Your goal> Begin with the opening line of the records and extract each line through the one holding "Tag one point on each instance of the white"; pictures are not part of the copy.

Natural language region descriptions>
========

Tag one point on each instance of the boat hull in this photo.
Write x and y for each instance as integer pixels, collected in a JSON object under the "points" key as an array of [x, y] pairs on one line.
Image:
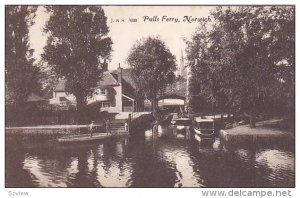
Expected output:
{"points": [[84, 138], [210, 135]]}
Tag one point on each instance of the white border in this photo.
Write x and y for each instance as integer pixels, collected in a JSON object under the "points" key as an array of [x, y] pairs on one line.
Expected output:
{"points": [[127, 192]]}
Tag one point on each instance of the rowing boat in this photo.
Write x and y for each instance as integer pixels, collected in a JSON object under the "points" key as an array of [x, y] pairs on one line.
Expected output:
{"points": [[84, 138]]}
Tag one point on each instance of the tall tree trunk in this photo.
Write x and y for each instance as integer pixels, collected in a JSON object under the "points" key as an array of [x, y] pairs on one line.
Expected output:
{"points": [[252, 119], [80, 113], [154, 108]]}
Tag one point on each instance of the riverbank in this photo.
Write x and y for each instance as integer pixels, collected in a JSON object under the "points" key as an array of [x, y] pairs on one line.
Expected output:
{"points": [[265, 131]]}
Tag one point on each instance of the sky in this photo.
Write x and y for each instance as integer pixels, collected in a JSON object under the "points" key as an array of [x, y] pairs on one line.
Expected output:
{"points": [[170, 23]]}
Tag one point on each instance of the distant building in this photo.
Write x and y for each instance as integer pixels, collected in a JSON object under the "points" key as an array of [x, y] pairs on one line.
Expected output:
{"points": [[114, 93]]}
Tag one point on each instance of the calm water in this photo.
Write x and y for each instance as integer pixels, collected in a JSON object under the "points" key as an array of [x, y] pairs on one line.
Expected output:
{"points": [[163, 160]]}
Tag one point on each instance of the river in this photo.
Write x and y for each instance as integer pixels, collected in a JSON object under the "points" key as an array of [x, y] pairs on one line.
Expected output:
{"points": [[165, 159]]}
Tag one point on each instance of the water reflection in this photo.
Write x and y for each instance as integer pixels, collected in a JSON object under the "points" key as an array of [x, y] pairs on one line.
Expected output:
{"points": [[163, 157]]}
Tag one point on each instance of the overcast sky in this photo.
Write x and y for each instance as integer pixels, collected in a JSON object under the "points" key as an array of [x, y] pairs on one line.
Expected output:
{"points": [[124, 34]]}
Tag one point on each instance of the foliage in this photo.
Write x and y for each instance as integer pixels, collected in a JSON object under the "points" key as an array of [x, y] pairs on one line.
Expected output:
{"points": [[22, 76], [77, 43], [246, 60], [153, 67]]}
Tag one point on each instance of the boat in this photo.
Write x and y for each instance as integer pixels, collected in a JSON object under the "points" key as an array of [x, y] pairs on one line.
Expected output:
{"points": [[84, 138], [204, 128], [181, 121]]}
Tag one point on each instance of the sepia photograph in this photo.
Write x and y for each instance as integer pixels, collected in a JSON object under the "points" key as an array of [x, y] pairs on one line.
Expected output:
{"points": [[150, 96]]}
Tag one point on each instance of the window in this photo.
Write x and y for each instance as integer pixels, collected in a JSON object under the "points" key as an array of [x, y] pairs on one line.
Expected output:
{"points": [[106, 104]]}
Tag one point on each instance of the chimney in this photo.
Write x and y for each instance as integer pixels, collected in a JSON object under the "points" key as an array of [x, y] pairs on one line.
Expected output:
{"points": [[105, 65], [120, 74]]}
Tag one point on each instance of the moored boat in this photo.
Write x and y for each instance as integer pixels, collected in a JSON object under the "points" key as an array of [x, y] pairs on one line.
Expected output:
{"points": [[84, 138], [204, 128]]}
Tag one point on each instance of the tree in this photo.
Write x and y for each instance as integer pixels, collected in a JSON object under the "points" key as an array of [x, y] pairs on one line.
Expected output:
{"points": [[153, 67], [22, 76], [246, 60], [77, 43]]}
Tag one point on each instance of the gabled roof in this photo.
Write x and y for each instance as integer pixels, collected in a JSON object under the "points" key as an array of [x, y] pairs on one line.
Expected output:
{"points": [[61, 86], [107, 80]]}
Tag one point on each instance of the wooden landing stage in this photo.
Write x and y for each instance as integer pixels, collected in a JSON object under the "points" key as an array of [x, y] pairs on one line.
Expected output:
{"points": [[84, 138]]}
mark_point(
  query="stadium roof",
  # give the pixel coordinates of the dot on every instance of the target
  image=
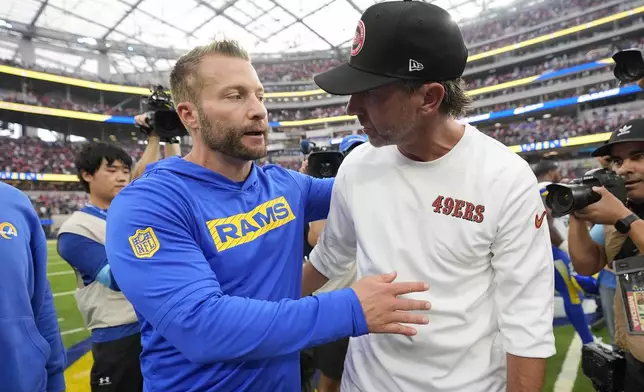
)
(263, 26)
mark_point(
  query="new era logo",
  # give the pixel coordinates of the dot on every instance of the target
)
(415, 65)
(104, 381)
(626, 129)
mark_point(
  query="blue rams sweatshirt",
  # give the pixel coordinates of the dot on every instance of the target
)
(214, 268)
(33, 356)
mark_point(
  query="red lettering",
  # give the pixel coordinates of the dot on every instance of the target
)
(458, 213)
(449, 206)
(469, 211)
(479, 214)
(438, 203)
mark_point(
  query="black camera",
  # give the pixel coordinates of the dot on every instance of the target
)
(162, 118)
(629, 65)
(562, 199)
(604, 367)
(324, 162)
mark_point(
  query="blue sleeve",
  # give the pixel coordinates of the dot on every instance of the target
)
(597, 234)
(317, 195)
(47, 324)
(156, 258)
(45, 315)
(88, 257)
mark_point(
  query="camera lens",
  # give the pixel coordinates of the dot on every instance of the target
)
(560, 200)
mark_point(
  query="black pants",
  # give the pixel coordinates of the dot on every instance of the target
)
(634, 379)
(117, 367)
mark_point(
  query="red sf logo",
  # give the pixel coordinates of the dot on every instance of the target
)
(538, 220)
(358, 39)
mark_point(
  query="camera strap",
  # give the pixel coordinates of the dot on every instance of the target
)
(628, 249)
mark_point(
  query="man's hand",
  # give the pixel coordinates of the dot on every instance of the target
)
(607, 211)
(304, 169)
(141, 120)
(383, 310)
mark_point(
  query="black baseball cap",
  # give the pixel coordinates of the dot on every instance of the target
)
(399, 40)
(632, 131)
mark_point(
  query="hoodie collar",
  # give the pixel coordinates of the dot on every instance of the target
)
(184, 168)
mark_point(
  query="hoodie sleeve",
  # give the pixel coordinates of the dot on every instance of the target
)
(157, 260)
(44, 311)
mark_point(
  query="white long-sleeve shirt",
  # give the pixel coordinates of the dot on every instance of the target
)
(472, 225)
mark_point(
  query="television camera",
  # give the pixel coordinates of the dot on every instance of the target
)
(162, 118)
(564, 199)
(324, 161)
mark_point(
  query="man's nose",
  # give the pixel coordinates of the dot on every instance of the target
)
(258, 110)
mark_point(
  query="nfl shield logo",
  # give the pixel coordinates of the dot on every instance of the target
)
(144, 243)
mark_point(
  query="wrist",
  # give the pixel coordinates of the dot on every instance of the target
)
(623, 213)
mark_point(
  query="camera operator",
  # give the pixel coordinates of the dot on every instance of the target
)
(626, 149)
(329, 357)
(152, 151)
(569, 285)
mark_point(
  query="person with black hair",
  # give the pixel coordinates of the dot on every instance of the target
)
(103, 170)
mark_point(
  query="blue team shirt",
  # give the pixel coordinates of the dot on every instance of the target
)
(33, 356)
(214, 268)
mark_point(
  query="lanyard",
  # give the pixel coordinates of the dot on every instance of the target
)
(99, 211)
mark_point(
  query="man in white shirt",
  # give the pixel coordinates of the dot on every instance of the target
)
(435, 200)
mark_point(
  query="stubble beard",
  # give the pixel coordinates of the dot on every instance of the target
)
(227, 139)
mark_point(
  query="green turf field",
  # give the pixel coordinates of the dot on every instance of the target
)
(63, 283)
(71, 326)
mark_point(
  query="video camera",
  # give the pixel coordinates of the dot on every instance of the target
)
(162, 118)
(563, 199)
(604, 367)
(629, 65)
(324, 162)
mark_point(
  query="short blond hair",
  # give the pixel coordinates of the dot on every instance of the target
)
(184, 78)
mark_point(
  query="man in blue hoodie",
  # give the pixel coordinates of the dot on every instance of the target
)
(33, 356)
(208, 248)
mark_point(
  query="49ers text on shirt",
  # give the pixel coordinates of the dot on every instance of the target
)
(459, 208)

========

Output>
Tag one point on each instance of the boat hull in this photo.
Write x and y for each instance as integer pixels, collected in a JSON object under the "points" key as an array of [x, y] pairs on one line.
Image:
Expected output:
{"points": [[84, 138], [210, 135]]}
Tag one point on each instance of the white border in this photo.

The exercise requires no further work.